• **WORK TO DO**
Can you echo the material below back word for word, keeping every line and character unchanged?

• **RECORDS PROVIDED**
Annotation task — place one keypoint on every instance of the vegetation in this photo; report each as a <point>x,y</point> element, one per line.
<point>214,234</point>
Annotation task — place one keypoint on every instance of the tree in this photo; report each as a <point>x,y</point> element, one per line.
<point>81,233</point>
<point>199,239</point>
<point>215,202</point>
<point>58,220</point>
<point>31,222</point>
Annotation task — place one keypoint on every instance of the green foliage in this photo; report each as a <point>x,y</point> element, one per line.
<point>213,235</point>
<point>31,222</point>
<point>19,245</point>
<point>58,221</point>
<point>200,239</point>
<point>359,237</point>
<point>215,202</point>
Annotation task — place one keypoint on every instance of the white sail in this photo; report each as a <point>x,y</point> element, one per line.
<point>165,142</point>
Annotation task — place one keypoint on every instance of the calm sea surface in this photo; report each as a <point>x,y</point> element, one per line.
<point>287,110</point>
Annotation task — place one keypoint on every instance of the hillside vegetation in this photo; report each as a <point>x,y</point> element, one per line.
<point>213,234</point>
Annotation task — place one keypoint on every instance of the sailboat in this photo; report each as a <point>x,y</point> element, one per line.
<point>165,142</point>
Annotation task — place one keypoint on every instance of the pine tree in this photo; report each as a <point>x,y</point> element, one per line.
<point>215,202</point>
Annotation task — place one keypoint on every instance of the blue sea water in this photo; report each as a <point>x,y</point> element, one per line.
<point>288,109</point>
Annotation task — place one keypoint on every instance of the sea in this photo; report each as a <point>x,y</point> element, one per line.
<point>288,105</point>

• **TASK OUTPUT**
Annotation task — place one keypoint on every instance of the vegetation in this photo; report each as a <point>x,y</point> element, one per line.
<point>214,234</point>
Annotation task — place one keypoint on every instance of the tree in this photo; report each as a <point>x,y</point> element, one per line.
<point>81,233</point>
<point>199,239</point>
<point>215,202</point>
<point>58,220</point>
<point>31,222</point>
Annotation task — place one keypoint on every instance of the green foliage in this photo; report each as a <point>x,y</point> element, one per line.
<point>213,235</point>
<point>31,222</point>
<point>19,245</point>
<point>58,221</point>
<point>200,239</point>
<point>359,237</point>
<point>215,202</point>
Annotation task — place one keypoint on every instance of the white sail in this photo; report each as a <point>x,y</point> element, one per line.
<point>165,142</point>
Annotation task — place one keypoint on every instance of the calm sea surface in this photo; report each as a <point>x,y</point> element, one per line.
<point>287,110</point>
Annotation task — place one keypoint on every instance of the hillside vegetation in this photo; report each as a <point>x,y</point> element, one per line.
<point>213,234</point>
Annotation task — place one keypoint on every instance of the sailboat in this photo; report each as a <point>x,y</point> element, one per line.
<point>165,142</point>
Annotation task — place one keypoint on every instance of the pine tree in this photo; report each as a <point>x,y</point> element, one per line.
<point>215,202</point>
Annotation task — place one keypoint on every instance of the blue sea water in this photo; report each as a <point>x,y</point> element, one per line.
<point>288,109</point>
Annotation task — place one keypoint on every instance of the sea in this photo; report each as a <point>x,y</point> element, one per line.
<point>288,105</point>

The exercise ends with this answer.